Hi,
I found a strange behaviour when converting some HTML files to
asciidoc.
Versions used:
asciidoc 9.1.0
pandoc 2.16.2
Example input:
<!DOCTYPE HTML>
<html>
<head>
<title>Xx</title>
</head>
<body>
<a
href="x.htm"><i>Xx</i></a><i>,</i>
</body>
</html>
With "pandoc --wrap=none -f html -t asciidoc" I get this asciidoc
output:
link:x.htm[_Xx_]__,__
The double underscores look "suspicious" and with "asciidoc -b
docbook;xmllint" I get:
z.xml:10: parser error : Unescaped '<' not
allowed in attributes values
<simpara>link:x.htm<emphasis><phrase
role="<emphasis>Xx</emphasis>">,</phrase></
The related docbook line which was created by asciidoc:
<simpara>link:x.htm<emphasis><phrase
role="<emphasis>Xx</emphasis>">,</phrase></emphasis></simpara>
Is this a known bug?

_ _ _ _ _ _ _

## INSTRUCTIONS FOR THE TASK:
Resume the forum post about a pandoc HTML-to-AsciiDoc conversion problem, picking up right after its final sentence. You won't need the lines that come next.

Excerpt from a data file
_ _ _ _ _ _ _

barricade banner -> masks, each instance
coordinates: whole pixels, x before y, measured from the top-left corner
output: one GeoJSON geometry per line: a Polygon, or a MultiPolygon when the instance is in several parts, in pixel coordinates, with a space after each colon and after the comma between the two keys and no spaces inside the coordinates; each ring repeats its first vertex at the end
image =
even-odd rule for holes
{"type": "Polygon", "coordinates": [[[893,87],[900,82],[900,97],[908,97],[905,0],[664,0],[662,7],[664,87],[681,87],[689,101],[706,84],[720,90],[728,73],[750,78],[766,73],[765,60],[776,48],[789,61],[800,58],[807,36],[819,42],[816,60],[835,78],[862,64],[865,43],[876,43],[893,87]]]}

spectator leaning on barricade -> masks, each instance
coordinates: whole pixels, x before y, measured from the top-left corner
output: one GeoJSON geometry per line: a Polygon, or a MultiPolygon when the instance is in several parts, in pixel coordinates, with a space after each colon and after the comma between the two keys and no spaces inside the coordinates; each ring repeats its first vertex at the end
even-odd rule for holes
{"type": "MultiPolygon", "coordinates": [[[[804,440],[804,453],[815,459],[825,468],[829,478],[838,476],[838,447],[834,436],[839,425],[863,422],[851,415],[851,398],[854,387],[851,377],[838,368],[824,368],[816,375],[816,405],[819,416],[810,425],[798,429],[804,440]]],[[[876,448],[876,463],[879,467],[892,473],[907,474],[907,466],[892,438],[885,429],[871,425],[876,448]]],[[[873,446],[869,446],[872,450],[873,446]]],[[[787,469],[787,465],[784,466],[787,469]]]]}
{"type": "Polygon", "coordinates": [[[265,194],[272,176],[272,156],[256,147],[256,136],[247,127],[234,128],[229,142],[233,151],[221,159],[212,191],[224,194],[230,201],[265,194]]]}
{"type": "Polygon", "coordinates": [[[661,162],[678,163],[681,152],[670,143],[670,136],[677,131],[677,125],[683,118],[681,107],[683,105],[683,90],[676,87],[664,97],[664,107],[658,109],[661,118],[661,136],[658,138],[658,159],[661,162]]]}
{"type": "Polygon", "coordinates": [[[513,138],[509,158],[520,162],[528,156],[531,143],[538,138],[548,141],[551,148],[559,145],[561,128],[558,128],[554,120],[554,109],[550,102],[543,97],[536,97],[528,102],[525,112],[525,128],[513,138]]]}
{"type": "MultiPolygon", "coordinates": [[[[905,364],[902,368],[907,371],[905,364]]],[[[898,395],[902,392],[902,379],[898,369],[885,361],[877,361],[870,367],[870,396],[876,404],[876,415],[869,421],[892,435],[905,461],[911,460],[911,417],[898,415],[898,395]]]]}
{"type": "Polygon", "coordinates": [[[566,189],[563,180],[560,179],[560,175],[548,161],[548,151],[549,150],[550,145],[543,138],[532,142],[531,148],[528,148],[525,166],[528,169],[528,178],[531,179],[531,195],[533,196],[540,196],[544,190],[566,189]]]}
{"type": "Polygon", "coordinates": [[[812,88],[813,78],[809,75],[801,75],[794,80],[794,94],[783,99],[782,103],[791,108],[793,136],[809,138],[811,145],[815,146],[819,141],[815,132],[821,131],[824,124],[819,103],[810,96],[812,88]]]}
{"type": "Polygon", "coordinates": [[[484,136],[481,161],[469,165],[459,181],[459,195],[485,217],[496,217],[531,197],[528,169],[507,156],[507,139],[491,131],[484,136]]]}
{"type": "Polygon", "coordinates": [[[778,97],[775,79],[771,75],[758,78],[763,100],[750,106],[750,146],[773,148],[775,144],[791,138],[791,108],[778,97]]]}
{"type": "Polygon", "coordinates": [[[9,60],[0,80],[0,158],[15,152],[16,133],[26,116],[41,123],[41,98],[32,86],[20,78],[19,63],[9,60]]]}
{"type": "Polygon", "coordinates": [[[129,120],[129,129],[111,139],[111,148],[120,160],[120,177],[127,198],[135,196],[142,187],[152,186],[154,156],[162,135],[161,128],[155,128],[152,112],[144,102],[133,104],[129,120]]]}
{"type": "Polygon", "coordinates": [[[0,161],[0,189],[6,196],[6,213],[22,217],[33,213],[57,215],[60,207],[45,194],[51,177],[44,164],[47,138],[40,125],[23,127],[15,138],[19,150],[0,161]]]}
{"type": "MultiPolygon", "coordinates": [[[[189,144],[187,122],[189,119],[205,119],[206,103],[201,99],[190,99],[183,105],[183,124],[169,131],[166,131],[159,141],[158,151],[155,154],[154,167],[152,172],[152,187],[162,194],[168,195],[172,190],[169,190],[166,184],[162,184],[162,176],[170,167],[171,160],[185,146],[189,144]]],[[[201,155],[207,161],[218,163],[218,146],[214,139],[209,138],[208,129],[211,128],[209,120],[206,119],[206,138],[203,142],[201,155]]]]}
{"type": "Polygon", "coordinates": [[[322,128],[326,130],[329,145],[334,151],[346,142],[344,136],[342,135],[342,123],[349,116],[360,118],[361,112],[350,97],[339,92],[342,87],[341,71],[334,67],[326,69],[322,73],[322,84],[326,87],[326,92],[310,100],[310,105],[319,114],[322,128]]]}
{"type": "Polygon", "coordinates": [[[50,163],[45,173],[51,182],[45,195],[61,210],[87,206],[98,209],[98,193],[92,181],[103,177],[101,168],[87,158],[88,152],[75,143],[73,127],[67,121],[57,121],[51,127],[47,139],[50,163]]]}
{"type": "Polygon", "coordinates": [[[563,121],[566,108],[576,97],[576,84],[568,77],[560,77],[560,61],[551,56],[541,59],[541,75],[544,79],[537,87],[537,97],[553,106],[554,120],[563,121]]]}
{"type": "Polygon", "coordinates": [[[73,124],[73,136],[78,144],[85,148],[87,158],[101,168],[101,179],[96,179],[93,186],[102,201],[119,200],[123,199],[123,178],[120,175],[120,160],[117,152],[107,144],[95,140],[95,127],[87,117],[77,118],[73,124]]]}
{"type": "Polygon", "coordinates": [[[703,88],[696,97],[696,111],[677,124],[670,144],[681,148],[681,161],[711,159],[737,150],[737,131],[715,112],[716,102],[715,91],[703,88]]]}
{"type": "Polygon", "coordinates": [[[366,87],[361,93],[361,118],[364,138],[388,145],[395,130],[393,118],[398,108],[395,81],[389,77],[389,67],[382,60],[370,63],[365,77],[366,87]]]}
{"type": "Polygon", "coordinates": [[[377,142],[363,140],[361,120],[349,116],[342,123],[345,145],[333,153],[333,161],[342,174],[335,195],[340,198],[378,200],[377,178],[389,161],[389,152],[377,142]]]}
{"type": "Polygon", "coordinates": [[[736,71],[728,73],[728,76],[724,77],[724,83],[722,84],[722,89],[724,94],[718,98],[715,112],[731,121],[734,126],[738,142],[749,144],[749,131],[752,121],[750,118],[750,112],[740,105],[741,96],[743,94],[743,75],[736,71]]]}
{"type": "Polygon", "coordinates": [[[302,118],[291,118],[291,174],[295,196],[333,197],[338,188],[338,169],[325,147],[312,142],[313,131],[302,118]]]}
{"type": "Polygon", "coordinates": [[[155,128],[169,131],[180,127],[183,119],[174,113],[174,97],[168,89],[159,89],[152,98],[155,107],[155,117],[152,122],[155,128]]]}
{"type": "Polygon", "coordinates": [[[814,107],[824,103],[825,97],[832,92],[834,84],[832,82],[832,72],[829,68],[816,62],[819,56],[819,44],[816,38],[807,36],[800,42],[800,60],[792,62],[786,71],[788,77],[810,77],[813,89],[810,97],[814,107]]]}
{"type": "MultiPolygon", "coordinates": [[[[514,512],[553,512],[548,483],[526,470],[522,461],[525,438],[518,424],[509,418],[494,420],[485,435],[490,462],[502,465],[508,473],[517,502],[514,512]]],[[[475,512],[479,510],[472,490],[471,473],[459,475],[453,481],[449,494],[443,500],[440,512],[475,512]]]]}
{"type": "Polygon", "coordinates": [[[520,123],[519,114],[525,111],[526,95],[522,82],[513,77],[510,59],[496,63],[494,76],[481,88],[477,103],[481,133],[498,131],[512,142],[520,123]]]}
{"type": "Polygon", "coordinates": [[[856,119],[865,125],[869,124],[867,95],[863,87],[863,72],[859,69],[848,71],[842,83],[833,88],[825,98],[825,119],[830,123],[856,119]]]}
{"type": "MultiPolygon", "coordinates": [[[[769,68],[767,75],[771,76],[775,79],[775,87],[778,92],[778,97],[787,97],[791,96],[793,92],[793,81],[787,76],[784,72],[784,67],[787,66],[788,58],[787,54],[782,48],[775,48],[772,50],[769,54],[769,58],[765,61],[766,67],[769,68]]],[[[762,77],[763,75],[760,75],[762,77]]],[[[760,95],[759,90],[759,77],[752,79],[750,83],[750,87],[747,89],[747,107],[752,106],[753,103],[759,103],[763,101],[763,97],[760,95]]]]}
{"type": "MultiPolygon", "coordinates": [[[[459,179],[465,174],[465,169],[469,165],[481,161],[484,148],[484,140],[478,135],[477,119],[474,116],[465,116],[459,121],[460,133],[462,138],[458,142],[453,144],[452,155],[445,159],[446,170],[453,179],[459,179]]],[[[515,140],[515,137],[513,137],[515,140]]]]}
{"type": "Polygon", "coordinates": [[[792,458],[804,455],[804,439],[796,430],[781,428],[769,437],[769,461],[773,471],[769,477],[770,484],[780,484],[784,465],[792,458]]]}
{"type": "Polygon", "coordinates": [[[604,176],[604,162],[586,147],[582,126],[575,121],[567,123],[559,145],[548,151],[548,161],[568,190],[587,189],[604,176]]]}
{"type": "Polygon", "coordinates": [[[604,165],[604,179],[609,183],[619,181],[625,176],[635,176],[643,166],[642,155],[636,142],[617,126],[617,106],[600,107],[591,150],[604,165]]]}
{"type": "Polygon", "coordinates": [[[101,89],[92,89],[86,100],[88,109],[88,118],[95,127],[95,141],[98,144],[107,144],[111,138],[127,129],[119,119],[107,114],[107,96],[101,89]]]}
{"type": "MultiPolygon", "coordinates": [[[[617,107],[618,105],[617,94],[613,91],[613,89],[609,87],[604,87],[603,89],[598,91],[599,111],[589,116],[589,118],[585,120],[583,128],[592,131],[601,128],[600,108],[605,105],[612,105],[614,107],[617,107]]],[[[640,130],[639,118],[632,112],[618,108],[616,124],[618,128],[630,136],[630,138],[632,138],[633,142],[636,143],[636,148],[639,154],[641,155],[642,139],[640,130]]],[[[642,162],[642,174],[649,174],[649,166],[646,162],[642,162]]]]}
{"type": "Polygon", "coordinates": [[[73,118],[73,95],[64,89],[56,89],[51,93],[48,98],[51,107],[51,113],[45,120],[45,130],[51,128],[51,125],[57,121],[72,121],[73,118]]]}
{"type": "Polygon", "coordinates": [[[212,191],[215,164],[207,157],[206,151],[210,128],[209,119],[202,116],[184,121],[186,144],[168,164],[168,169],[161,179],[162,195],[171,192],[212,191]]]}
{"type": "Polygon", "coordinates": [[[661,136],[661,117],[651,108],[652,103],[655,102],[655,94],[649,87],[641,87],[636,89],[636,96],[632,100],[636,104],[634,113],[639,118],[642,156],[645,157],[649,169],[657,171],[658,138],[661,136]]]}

_ _ _ _ _ _ _

## REPLY TO THE EXERCISE:
If I add a space before comma...
<a href="x.htm"><i>Xx</i></a><i>
,</i>
then I get
link:x.htm[_Xx_] _,_
which causes no issue. Also adding a space before the emphasis...
<a href="x.htm"><i>Xx</i></a>
<i>,</i>
create an asciidoc file which can be rendered:
link:x.htm[_Xx_] _,_
Does someone know this? Does a fix already exist?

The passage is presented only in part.